* **Set problem**:
Switch "white parked car" to "silver parked car" in the stretch from the start of the rows through the line containing "pixel 601 357", and write out those lines again with nothing else changed.

* **Collection entries**:
--- Start ---
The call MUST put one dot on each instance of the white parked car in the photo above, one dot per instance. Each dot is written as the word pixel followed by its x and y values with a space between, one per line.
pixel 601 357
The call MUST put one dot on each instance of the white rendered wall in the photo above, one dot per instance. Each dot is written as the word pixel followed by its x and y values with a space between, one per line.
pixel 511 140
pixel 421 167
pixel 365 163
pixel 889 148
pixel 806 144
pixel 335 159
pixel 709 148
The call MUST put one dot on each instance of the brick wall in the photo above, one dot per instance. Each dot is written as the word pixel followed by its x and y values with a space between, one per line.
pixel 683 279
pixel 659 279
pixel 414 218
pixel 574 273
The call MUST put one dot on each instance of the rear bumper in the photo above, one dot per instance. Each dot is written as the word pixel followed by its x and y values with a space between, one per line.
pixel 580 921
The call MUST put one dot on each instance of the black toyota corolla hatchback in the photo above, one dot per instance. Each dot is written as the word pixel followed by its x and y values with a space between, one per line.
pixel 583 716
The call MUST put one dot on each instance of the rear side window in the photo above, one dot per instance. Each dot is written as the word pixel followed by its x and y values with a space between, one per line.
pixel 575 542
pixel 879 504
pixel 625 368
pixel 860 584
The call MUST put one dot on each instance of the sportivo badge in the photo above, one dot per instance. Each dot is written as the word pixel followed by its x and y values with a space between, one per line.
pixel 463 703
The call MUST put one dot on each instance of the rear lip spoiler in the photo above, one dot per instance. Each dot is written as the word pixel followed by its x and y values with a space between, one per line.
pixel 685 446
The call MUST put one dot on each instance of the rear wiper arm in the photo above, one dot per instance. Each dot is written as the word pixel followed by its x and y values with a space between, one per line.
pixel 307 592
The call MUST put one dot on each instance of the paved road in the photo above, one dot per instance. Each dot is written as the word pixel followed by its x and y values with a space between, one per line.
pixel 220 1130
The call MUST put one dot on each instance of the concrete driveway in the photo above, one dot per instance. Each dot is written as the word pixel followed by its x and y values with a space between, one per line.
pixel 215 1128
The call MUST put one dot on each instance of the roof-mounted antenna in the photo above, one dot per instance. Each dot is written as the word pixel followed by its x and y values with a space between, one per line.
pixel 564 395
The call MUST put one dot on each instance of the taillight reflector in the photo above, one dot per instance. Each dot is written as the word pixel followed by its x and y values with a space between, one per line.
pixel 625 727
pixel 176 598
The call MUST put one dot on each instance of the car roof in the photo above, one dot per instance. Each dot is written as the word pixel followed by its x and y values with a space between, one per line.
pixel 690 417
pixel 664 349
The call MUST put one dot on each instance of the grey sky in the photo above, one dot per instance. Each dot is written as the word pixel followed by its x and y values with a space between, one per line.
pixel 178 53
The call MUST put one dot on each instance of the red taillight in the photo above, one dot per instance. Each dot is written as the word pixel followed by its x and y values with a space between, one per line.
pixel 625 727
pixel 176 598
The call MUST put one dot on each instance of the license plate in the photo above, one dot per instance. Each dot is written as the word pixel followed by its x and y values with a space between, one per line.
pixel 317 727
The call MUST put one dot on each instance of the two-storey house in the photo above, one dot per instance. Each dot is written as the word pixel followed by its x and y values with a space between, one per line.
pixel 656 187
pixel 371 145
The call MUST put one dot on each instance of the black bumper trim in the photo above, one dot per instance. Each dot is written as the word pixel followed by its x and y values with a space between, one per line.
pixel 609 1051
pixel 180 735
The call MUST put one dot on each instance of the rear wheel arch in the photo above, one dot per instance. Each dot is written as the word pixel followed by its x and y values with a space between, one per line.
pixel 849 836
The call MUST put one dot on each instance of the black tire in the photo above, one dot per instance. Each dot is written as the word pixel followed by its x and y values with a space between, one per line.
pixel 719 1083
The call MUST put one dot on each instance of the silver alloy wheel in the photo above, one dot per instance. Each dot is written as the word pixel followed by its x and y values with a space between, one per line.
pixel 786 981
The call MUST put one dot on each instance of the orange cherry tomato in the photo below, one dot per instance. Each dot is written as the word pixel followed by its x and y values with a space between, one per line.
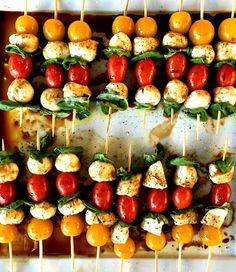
pixel 26 24
pixel 201 32
pixel 123 24
pixel 146 27
pixel 79 31
pixel 54 30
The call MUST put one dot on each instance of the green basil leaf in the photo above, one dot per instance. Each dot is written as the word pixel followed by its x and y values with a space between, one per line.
pixel 226 165
pixel 148 54
pixel 77 150
pixel 229 61
pixel 225 108
pixel 142 106
pixel 44 65
pixel 7 105
pixel 116 51
pixel 191 207
pixel 193 113
pixel 171 51
pixel 59 114
pixel 183 161
pixel 101 157
pixel 93 209
pixel 169 104
pixel 63 200
pixel 157 156
pixel 73 60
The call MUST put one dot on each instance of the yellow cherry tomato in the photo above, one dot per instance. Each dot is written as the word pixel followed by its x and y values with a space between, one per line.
pixel 227 30
pixel 123 24
pixel 155 242
pixel 54 30
pixel 183 234
pixel 79 31
pixel 8 233
pixel 97 235
pixel 125 251
pixel 201 32
pixel 39 229
pixel 211 236
pixel 26 24
pixel 180 22
pixel 146 27
pixel 72 225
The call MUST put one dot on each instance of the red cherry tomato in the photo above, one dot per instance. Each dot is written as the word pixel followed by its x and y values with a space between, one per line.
pixel 19 67
pixel 158 200
pixel 79 74
pixel 176 66
pixel 117 68
pixel 102 196
pixel 197 77
pixel 38 188
pixel 220 194
pixel 226 75
pixel 55 77
pixel 145 72
pixel 182 197
pixel 7 192
pixel 127 208
pixel 67 184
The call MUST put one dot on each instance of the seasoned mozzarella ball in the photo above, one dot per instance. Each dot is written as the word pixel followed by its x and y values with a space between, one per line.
pixel 8 172
pixel 205 51
pixel 27 42
pixel 148 94
pixel 56 49
pixel 218 177
pixel 11 217
pixel 155 177
pixel 43 210
pixel 122 41
pixel 102 171
pixel 225 51
pixel 144 44
pixel 40 168
pixel 87 50
pixel 186 176
pixel 20 90
pixel 198 99
pixel 225 94
pixel 72 89
pixel 50 97
pixel 120 87
pixel 190 217
pixel 74 206
pixel 119 235
pixel 175 40
pixel 176 90
pixel 67 163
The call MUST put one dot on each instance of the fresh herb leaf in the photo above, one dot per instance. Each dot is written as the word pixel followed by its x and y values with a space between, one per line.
pixel 77 150
pixel 193 113
pixel 116 51
pixel 148 54
pixel 225 108
pixel 63 200
pixel 224 166
pixel 183 161
pixel 171 104
pixel 101 157
pixel 142 106
pixel 7 105
pixel 73 60
pixel 157 156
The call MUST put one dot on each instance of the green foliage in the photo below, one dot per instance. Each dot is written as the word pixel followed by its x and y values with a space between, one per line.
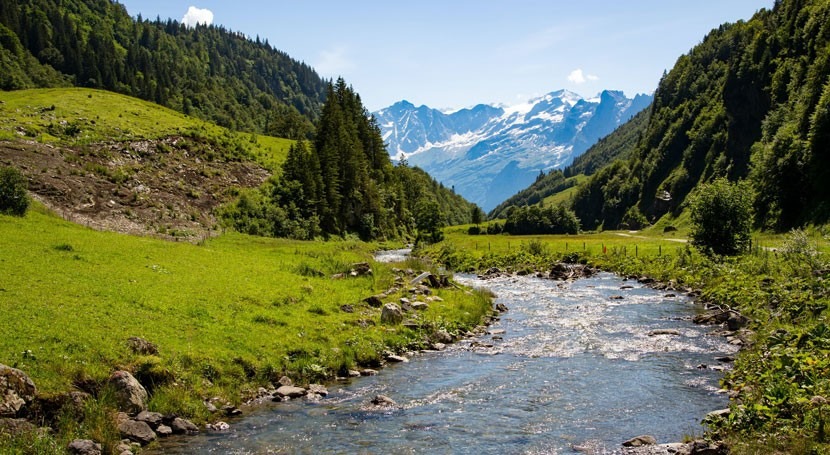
pixel 536 220
pixel 206 72
pixel 14 198
pixel 721 214
pixel 344 184
pixel 748 101
pixel 229 315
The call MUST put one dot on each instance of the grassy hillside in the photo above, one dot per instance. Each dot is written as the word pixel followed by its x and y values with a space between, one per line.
pixel 78 116
pixel 228 315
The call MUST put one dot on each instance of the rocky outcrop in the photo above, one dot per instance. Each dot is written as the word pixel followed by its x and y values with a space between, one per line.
pixel 130 395
pixel 137 431
pixel 16 391
pixel 391 314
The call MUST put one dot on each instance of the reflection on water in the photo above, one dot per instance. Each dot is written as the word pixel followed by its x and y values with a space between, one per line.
pixel 574 372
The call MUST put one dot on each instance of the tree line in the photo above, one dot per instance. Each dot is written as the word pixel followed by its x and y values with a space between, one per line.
pixel 205 71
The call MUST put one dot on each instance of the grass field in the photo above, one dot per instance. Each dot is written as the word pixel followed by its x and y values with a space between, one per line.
pixel 227 315
pixel 78 116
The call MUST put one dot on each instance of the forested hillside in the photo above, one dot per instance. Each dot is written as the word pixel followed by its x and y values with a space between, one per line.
pixel 344 183
pixel 208 72
pixel 751 101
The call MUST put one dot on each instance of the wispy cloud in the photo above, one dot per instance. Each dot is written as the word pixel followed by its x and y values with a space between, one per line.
pixel 195 16
pixel 579 77
pixel 334 62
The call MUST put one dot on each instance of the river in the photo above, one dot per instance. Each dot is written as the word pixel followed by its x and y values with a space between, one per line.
pixel 573 368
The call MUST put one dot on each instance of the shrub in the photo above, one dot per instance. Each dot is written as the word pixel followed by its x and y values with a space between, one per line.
pixel 14 200
pixel 721 214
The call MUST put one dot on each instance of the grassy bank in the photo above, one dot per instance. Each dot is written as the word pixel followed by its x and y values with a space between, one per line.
pixel 228 315
pixel 782 377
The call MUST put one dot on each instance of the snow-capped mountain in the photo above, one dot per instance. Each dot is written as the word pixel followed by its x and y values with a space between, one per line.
pixel 488 153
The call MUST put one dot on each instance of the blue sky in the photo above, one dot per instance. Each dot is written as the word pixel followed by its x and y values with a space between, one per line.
pixel 457 53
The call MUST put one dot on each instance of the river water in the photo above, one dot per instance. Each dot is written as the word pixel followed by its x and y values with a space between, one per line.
pixel 574 371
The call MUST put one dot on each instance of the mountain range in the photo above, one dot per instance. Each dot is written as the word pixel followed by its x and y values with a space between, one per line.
pixel 488 153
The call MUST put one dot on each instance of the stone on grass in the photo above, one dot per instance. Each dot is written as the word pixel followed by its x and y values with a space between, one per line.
pixel 16 391
pixel 137 431
pixel 391 314
pixel 130 395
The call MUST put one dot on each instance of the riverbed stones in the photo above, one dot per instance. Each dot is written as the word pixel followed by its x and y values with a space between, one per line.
pixel 130 395
pixel 183 426
pixel 383 400
pixel 656 332
pixel 137 431
pixel 318 389
pixel 639 441
pixel 391 314
pixel 16 391
pixel 374 301
pixel 84 447
pixel 288 391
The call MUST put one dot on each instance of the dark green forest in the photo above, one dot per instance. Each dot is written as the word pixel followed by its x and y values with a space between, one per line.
pixel 752 101
pixel 343 182
pixel 207 71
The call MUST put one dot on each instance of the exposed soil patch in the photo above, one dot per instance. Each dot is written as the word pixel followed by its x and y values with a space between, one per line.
pixel 168 188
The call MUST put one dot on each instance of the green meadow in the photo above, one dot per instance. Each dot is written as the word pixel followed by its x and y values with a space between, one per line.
pixel 79 117
pixel 228 315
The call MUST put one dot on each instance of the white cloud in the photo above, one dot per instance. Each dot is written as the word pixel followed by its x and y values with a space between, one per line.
pixel 195 16
pixel 577 76
pixel 334 62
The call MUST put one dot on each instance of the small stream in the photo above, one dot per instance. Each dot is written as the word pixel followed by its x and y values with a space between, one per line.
pixel 570 370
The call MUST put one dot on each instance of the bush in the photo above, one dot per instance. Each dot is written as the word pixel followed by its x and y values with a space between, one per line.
pixel 721 214
pixel 14 199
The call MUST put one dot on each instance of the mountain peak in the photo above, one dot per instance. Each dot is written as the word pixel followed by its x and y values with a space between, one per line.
pixel 469 148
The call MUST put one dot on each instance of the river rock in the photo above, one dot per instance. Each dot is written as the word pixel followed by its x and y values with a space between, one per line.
pixel 182 426
pixel 391 314
pixel 360 269
pixel 130 395
pixel 288 391
pixel 664 332
pixel 374 301
pixel 137 431
pixel 318 389
pixel 639 441
pixel 16 391
pixel 441 336
pixel 383 400
pixel 154 419
pixel 141 346
pixel 84 447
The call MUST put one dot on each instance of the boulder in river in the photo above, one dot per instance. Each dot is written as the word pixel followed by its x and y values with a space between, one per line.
pixel 391 314
pixel 137 431
pixel 84 447
pixel 16 391
pixel 639 441
pixel 288 391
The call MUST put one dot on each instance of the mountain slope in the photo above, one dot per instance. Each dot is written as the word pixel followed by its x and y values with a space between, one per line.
--- End ---
* **Correct output**:
The call MUST put one dot on each instance of the silver parked car in the photo above, one dot per instance. Each dot is written as the word pixel followed by its x and y values with a space between, one per line.
pixel 601 357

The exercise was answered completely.